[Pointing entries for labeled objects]
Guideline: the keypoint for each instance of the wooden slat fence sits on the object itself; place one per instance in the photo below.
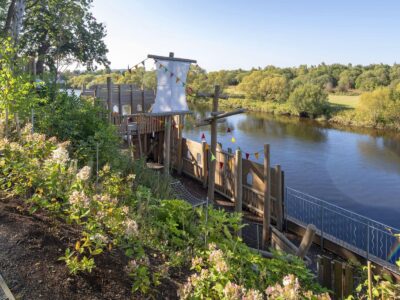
(124, 98)
(195, 159)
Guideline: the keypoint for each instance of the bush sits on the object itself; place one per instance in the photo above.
(309, 99)
(78, 120)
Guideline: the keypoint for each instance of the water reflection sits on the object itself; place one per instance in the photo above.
(358, 169)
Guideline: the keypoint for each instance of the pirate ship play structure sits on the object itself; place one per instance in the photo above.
(152, 122)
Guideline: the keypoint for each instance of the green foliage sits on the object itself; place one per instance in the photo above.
(62, 32)
(380, 107)
(85, 125)
(15, 90)
(309, 99)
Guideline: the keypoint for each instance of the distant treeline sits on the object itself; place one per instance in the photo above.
(300, 90)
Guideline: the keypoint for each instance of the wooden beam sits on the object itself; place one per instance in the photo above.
(279, 197)
(109, 98)
(267, 198)
(167, 144)
(158, 57)
(307, 241)
(238, 192)
(180, 130)
(211, 175)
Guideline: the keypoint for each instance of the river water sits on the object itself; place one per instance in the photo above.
(356, 169)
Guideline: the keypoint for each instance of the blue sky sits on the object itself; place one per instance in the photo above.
(252, 33)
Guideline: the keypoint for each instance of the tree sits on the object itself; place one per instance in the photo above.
(60, 32)
(273, 88)
(309, 99)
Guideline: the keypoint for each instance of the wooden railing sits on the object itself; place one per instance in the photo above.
(195, 157)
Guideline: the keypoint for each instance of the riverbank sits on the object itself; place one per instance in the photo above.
(341, 113)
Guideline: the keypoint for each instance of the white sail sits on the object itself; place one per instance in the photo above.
(171, 95)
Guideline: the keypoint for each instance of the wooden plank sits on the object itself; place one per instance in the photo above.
(204, 160)
(327, 272)
(158, 57)
(338, 279)
(109, 98)
(279, 197)
(306, 241)
(267, 199)
(212, 163)
(238, 186)
(348, 284)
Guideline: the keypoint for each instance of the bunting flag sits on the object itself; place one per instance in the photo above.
(212, 157)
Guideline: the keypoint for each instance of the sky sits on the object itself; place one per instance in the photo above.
(252, 33)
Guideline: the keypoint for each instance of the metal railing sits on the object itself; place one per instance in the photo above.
(368, 238)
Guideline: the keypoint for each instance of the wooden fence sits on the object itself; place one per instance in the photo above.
(195, 159)
(122, 98)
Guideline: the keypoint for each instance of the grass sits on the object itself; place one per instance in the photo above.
(344, 101)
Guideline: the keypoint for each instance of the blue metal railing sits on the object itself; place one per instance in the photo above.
(368, 238)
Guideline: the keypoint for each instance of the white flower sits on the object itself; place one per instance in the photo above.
(79, 198)
(84, 173)
(60, 156)
(131, 228)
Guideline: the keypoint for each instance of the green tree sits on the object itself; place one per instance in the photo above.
(309, 99)
(273, 88)
(60, 32)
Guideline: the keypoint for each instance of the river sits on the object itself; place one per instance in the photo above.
(356, 169)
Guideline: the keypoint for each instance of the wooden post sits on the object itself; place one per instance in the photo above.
(213, 150)
(369, 280)
(179, 154)
(204, 162)
(279, 197)
(119, 102)
(132, 108)
(238, 184)
(109, 98)
(267, 198)
(167, 143)
(306, 241)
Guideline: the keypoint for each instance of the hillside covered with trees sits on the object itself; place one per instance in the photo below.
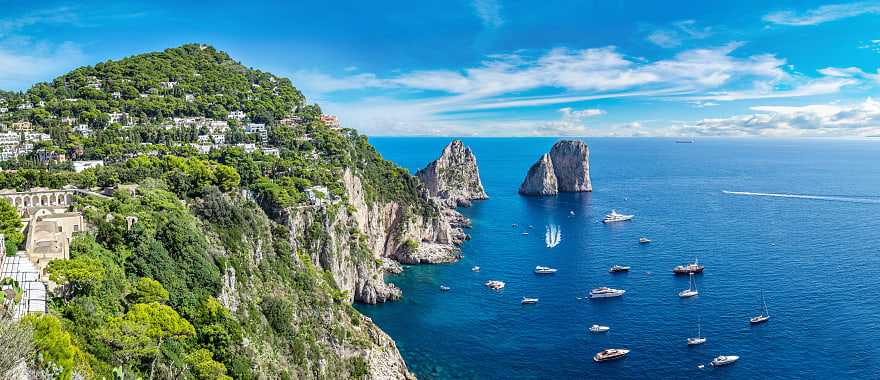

* Request *
List every line in the records above that contains the string "metal", copying each one in full. Case counts.

* Answer to the task *
Guideline: the keypoint for each instance of the metal railing sits on the object itself; place one per instance in the photo above.
Guideline: the keypoint for each instance of the blue metal railing sits on the object itself; place one per instance in the photo above.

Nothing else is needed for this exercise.